**DIRECTION:**
Copy out every line exactly as given.

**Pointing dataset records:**
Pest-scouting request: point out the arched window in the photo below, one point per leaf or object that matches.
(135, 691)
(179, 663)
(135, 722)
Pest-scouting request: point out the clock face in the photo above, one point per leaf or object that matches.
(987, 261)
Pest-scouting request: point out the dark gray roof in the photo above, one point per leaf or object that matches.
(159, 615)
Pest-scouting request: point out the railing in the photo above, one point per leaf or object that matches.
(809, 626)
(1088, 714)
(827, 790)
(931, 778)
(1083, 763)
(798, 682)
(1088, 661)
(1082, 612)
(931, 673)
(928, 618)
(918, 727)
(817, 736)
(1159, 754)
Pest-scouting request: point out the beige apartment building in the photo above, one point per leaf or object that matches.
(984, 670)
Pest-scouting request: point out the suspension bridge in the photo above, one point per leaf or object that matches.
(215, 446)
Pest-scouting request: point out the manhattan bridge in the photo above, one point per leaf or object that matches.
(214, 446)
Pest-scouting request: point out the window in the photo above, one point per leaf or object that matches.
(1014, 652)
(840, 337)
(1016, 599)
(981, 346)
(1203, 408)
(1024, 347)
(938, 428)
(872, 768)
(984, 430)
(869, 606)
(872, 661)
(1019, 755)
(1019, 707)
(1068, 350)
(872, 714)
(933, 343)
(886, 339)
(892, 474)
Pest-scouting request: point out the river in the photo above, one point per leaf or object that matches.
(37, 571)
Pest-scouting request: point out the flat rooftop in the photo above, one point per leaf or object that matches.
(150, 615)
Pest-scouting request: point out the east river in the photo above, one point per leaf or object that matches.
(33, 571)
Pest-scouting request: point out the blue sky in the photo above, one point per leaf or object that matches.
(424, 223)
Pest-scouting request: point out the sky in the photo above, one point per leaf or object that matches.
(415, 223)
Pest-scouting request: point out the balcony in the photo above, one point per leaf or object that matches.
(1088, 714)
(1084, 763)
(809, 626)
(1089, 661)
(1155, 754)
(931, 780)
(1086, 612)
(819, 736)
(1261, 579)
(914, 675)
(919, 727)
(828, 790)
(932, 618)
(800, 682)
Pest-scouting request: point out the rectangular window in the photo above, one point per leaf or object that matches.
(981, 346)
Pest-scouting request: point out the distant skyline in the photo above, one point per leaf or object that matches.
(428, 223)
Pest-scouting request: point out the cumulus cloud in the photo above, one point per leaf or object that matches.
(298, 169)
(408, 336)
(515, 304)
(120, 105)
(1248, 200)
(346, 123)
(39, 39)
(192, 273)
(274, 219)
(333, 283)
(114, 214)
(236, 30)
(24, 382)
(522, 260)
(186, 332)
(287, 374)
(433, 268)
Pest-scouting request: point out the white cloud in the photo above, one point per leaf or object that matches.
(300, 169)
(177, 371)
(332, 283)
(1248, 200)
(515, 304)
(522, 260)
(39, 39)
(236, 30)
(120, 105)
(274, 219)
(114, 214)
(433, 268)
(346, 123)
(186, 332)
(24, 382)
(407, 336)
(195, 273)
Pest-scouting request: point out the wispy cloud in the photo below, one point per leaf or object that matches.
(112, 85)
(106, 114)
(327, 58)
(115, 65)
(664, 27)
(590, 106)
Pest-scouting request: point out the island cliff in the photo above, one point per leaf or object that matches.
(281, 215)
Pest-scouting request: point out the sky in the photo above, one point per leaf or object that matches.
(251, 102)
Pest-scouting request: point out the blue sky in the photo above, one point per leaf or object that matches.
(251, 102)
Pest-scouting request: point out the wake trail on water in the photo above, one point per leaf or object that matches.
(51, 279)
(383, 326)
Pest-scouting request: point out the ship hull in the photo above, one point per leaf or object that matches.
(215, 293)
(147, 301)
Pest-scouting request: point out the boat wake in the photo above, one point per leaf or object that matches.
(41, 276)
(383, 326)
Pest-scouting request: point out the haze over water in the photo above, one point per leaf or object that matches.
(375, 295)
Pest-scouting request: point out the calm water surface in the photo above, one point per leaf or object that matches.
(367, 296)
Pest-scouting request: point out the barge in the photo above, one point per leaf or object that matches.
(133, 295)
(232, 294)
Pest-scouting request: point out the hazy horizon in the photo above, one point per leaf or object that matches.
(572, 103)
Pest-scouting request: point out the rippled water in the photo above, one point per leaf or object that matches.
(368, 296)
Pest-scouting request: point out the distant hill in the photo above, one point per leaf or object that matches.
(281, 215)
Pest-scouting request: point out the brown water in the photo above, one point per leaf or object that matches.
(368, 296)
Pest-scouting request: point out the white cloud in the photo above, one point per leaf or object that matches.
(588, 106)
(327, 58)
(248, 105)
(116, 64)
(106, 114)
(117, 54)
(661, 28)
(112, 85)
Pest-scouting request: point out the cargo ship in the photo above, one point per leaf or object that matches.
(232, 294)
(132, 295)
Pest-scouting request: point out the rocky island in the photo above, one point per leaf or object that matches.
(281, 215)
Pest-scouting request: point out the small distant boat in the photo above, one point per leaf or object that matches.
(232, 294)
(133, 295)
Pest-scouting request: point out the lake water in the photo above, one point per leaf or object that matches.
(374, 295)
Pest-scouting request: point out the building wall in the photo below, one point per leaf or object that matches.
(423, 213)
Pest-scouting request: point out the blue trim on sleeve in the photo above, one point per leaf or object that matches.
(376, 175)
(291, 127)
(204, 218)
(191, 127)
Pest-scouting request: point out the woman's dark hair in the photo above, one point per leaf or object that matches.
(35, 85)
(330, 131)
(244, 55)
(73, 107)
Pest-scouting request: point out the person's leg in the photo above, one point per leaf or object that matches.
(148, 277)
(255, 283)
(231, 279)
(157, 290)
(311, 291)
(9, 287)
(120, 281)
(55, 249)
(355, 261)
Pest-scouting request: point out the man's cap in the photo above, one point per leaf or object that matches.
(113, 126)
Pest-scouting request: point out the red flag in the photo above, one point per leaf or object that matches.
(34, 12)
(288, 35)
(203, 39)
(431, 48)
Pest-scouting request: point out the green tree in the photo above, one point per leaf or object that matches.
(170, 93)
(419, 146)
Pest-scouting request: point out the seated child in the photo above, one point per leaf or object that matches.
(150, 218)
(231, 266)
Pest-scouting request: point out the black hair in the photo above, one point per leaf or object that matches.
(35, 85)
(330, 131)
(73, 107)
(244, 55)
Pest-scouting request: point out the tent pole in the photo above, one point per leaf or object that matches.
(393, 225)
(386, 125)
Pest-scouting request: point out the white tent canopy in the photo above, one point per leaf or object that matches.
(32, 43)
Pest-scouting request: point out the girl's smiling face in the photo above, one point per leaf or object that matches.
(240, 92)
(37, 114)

**SOLUTION BELOW:**
Pest-scouting request: point out the arched window in the photo below, one point per leaf or object that matches.
(135, 691)
(179, 663)
(135, 722)
Pest-scouting request: point out the clock face in the photo above, one point per leaf or object that matches.
(987, 261)
Pest-scouting request: point out the dark gray roof in the photo above, one point per leaf or object that matches.
(159, 615)
Pest-scouting request: point out the railing in the photo above, one point per leaf or object that matches.
(809, 626)
(1088, 714)
(827, 790)
(931, 778)
(1083, 763)
(798, 682)
(1088, 661)
(1082, 612)
(931, 673)
(928, 618)
(918, 727)
(817, 736)
(1159, 754)
Pest-scouting request: point out the beige apartment building in the photo above, one point per leaf or object that matches.
(984, 670)
Pest-scouting request: point out the suspension bridge in the photo above, one point per leaf or object that matches.
(215, 446)
Pest-scouting request: point out the manhattan bridge in the photo above, one point per leaf or object that matches.
(214, 446)
Pest-scouting request: point out the window in the photo above, one point per leaf or object that matches.
(1014, 652)
(840, 337)
(1016, 599)
(981, 346)
(1203, 408)
(1024, 347)
(938, 428)
(872, 768)
(984, 430)
(869, 606)
(872, 661)
(1019, 755)
(1019, 707)
(1068, 350)
(872, 714)
(933, 343)
(886, 339)
(892, 474)
Pest-scouting request: point out the river in the photo above, one point per leaf or object that matches.
(37, 571)
Pest-scouting request: point out the flat rooftop in the photo above, one point per leaf or object that matches.
(150, 615)
Pest-scouting request: point out the east river in the photo above, one point per leaf or object that matches.
(33, 571)
Pest-scouting request: point out the blue sky in the photo above, one point per leaf or object that matches.
(424, 223)
Pest-scouting request: point out the sky in the photo above, one point per leaf or object that matches.
(415, 223)
Pest-scouting request: point out the balcony in the photo above, one point per leaf or object that matches.
(1088, 714)
(1084, 763)
(809, 626)
(1089, 661)
(1155, 754)
(931, 780)
(1086, 612)
(819, 736)
(1261, 579)
(914, 675)
(919, 727)
(828, 790)
(932, 618)
(800, 682)
Pest-scouting request: point out the rectangular window in the photo above, one point per leaf or object that matches.
(981, 346)
Pest-scouting request: point out the distant skyline in the photo above, one point per leaf or object that matches.
(428, 223)
Pest-scouting request: point out the cumulus cloud in the photo above, one point per leaf or object that matches.
(298, 169)
(408, 336)
(515, 304)
(120, 105)
(1248, 200)
(346, 123)
(39, 39)
(192, 273)
(274, 219)
(333, 283)
(114, 214)
(236, 30)
(24, 382)
(522, 260)
(186, 332)
(287, 374)
(433, 268)
Pest-scouting request: point out the white cloud in the photo above, one point per leaf or object that matches.
(300, 169)
(177, 371)
(332, 283)
(1248, 200)
(515, 304)
(522, 260)
(39, 39)
(236, 30)
(120, 105)
(274, 219)
(114, 214)
(433, 268)
(346, 123)
(186, 332)
(24, 382)
(407, 336)
(195, 273)
Pest-scouting request: point out the wispy cloud in the photo below, one point per leaf or object that matches.
(112, 85)
(106, 114)
(327, 58)
(115, 65)
(664, 27)
(590, 106)
Pest-scouting request: point out the island cliff in the photo above, one point per leaf or object that matches.
(281, 215)
Pest-scouting request: point out the sky in the photo above, one point per leaf or object that matches.
(251, 102)
Pest-scouting request: point out the blue sky in the photo above, one point per leaf or object that matches.
(251, 102)
Pest-scouting request: point out the wake trail on water in the photo above, one point per leaf or object that matches.
(51, 279)
(383, 326)
Pest-scouting request: point out the ship hull in the photo above, one point per leaf or object that matches.
(215, 293)
(147, 301)
Pest-scouting request: point out the boat wake in the photo above, one point per leaf or object that matches.
(41, 276)
(383, 326)
Pest-scouting request: point out the haze over water in the photo above, one point per leaf or object that matches.
(375, 295)
Pest-scouting request: point out the calm water surface in the photo above, one point per leaf or object that matches.
(367, 296)
Pest-scouting request: point out the barge in the photo above, one point per leaf or object that matches.
(133, 295)
(232, 294)
Pest-scouting request: point out the hazy horizon in the photo above, one point per leaf or object that matches.
(572, 103)
Pest-scouting request: point out the rippled water in the photo above, one point per leaf or object that matches.
(368, 296)
Pest-scouting request: point out the distant hill in the photo above, one point per leaf or object that matches.
(281, 215)
Pest-scouting request: point out the brown water in the photo above, one point per leaf or object that matches.
(368, 296)
Pest-scouting request: point out the white cloud in the photo above, one point per leaf or object that matches.
(588, 106)
(327, 58)
(248, 105)
(116, 64)
(106, 114)
(117, 54)
(661, 28)
(112, 85)
Pest-scouting request: point out the cargo ship in the photo above, one point per leaf or object that matches.
(232, 294)
(132, 295)
Pest-scouting request: point out the rocky island in the photo above, one point per leaf or object that matches.
(281, 215)
Pest-scouting request: point out the small distant boat in the photo above, one point per leaf or object that matches.
(232, 294)
(133, 295)
Pest-scouting request: point out the lake water in the photo above, one point per leaf or object that matches.
(374, 295)
Pest-scouting request: point out the building wall in the photo below, one point per leaf or object that matches.
(423, 213)
Pest-scouting request: point out the blue trim on sleeve in the photo above, one point per leaf or object that matches.
(376, 175)
(291, 127)
(204, 218)
(191, 127)
Pest-scouting request: point out the woman's dark hair in the photo above, one point per leaf or object that matches.
(35, 85)
(330, 131)
(244, 55)
(73, 107)
Pest-scouting request: point out the person's leg in the photo above, one point per leaf or object that matches.
(148, 277)
(255, 283)
(231, 279)
(157, 290)
(311, 291)
(9, 287)
(120, 281)
(55, 249)
(355, 261)
Pest-scouting request: point out the man's cap in the photo above, one point per leaf or object that matches.
(113, 126)
Pest-scouting request: point out the red flag in the photo above, one point per leaf or object that matches.
(34, 12)
(288, 35)
(203, 39)
(431, 48)
Pest-scouting request: point out the green tree in the photo above, one point per leaf or object that matches.
(170, 93)
(419, 146)
Pest-scouting request: point out the seated child in the photo above, one point per leaf or object that matches.
(150, 218)
(231, 266)
Pest-scouting request: point out the black hair in the photo above, one point per leaf or object that matches.
(35, 85)
(330, 131)
(73, 107)
(244, 55)
Pest-scouting request: point out the tent pole in the photo above, one point per leaf or object that matches.
(393, 225)
(386, 125)
Pest-scouting request: point out the white tent canopy in the photo above, one point per leaf or object that matches.
(32, 43)
Pest-scouting request: point out the girl's smiling face in the photo above, one point per leaf or object that matches.
(240, 92)
(37, 114)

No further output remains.